In the text on web hooks that follows, what kind of request does a service agree to send to the URL a user supplies?

■ Quoted text

○ ○ ○ ○ ○ ○ ○

"Web Hooks"

A few months back GitHub rolled out its implementation of something that they call "Service Hooks". The idea behind these hooks is that when you commit some new piece of code to GitHub, they want to be able to alert other services that you have committed that code. For example, one of the service hooks is the ability to send a tweet to Twitter, and another of those hooks updates the Lighthouse ticket tracker.

I thought this was a really good idea when they rolled it out, so I did a bit of searching and found out that there is a larger body of work surrounding this idea, and that body of work is called Web Hooks. The central idea behind web hooks is that a user supplies a service that they use with a URL. Then, when that user performs an action on that service, the service agrees to send an HTTP POST request to the user's specified URL, with some information about the action that the user took on the service.

○ ○ ○ ○ ○ ○ ○

■ Recorded information

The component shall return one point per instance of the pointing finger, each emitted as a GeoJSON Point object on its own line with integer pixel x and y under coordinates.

○ ○ ○ ○ ○ ○ ○

■ Output for this exercise
An HTTP POST request, carrying some information about the action the user took on the service.